INSTRUCTIONS TO FOLLOW: Print, word for word, the lines of the records below, from the line with "Annotation task — tag the roof" to the line with "[(641, 174), (748, 239)]", both included.

* Begin DATASET CONTENT *

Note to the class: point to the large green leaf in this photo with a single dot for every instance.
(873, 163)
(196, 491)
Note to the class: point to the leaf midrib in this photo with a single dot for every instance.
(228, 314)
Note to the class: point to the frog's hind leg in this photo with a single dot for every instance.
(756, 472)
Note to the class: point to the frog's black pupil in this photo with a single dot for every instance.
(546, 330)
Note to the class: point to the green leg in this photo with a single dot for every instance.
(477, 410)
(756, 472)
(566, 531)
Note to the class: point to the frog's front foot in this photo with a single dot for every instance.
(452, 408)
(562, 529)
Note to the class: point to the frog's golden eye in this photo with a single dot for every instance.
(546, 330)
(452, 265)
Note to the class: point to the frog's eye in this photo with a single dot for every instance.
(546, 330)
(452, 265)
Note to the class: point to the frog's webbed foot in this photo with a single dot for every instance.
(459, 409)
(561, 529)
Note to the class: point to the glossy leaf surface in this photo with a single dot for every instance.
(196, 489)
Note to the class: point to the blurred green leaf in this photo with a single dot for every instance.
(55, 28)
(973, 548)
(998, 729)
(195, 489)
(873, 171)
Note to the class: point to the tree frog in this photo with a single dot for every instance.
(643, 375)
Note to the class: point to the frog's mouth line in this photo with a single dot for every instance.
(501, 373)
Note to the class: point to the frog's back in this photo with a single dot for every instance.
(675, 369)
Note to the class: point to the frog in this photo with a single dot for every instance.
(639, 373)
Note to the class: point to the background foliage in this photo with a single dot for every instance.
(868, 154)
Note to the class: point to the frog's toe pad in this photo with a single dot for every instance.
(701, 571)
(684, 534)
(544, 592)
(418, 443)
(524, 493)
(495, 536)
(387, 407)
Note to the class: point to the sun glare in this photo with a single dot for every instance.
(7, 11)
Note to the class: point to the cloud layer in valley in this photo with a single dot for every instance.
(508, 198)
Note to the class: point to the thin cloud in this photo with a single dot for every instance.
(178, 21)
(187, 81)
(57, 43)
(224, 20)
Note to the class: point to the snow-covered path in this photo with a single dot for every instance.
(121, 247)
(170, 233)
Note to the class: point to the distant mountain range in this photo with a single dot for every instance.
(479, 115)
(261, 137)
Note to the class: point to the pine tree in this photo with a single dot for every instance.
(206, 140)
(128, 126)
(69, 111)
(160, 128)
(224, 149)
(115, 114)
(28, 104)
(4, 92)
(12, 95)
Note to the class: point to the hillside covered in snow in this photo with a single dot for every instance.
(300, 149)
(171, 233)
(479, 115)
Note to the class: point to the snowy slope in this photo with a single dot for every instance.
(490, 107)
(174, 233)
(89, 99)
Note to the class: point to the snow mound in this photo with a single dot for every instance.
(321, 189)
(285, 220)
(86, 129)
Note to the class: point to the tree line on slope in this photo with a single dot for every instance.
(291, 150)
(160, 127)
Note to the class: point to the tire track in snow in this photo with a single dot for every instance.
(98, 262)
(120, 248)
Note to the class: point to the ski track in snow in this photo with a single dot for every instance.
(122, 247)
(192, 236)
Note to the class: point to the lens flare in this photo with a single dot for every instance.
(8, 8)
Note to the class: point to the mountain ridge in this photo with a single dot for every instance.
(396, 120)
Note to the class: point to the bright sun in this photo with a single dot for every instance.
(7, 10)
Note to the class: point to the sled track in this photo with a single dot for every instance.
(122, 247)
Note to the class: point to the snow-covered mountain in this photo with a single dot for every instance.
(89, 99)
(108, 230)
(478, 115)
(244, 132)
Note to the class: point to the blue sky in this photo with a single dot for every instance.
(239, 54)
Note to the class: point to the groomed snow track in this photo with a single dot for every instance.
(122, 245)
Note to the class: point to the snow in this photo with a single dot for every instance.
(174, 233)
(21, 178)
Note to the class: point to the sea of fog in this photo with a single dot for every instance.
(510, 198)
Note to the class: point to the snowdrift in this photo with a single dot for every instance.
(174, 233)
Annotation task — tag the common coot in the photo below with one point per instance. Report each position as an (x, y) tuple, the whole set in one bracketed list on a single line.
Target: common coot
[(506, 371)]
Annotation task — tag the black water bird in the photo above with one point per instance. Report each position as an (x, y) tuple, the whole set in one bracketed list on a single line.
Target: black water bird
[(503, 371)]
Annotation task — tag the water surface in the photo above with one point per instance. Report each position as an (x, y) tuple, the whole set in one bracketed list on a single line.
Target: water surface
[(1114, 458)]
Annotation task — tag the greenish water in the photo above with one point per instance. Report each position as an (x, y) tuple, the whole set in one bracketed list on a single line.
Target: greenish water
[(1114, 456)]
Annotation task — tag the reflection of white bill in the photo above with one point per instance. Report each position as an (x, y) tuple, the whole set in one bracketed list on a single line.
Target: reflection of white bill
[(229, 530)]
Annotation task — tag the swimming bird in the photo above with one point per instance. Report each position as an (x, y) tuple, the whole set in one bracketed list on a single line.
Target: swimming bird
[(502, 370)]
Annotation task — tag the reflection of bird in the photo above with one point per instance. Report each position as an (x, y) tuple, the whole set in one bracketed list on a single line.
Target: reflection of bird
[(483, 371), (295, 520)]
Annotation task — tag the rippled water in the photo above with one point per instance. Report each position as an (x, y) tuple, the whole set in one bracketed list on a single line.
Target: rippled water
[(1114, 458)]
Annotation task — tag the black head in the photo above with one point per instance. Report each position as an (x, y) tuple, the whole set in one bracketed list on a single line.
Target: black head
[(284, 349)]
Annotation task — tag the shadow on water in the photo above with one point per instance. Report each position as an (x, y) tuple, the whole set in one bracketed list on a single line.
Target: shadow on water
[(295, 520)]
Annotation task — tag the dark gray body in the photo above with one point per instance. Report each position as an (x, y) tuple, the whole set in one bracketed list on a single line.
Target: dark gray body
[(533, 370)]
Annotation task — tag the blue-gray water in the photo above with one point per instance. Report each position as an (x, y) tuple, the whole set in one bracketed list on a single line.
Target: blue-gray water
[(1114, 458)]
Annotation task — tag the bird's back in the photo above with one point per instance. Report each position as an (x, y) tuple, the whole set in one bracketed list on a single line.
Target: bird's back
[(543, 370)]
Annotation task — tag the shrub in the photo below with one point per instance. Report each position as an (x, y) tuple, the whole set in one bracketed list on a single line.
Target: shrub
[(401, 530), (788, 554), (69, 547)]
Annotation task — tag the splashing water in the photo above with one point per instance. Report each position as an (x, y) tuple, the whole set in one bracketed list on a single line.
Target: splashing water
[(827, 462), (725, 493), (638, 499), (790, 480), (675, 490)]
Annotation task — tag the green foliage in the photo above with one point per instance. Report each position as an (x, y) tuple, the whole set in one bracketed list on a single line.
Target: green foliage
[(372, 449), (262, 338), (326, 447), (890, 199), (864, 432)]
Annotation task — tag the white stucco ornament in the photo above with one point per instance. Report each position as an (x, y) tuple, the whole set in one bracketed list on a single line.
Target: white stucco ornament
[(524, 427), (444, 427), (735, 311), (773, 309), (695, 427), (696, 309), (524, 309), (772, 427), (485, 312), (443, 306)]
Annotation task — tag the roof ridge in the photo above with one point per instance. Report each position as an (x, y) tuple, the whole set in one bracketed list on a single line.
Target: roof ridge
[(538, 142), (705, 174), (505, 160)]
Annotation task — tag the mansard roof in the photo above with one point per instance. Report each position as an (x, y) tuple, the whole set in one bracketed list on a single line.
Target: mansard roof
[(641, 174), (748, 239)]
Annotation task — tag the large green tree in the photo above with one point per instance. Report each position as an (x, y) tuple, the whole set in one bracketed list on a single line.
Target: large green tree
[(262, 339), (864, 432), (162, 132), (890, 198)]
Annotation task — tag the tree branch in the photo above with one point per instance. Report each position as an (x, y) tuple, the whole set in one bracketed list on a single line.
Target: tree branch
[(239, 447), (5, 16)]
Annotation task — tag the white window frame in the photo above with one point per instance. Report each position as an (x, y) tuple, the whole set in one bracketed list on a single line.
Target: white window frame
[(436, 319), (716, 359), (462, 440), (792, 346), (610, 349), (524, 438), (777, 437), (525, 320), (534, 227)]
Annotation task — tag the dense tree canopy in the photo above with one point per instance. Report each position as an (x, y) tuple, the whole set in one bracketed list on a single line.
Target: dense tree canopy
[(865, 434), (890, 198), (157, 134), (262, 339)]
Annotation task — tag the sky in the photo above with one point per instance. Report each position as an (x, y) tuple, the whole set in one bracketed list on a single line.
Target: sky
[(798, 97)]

* End DATASET CONTENT *

ANSWER TO THIS TASK:
Annotation task — tag the roof ridge in the photo above with one point per instance. Report each position as an (x, y) tuple, the whole set in one bracketed list on a single line.
Target: roof ridge
[(538, 142), (705, 174), (505, 160)]
Annotation task — tag the mansard roof in the photo above with one point per instance. Report each position as an (x, y) tuple, the whole set in one bracketed list on a single line.
Target: mansard roof
[(641, 174), (748, 239)]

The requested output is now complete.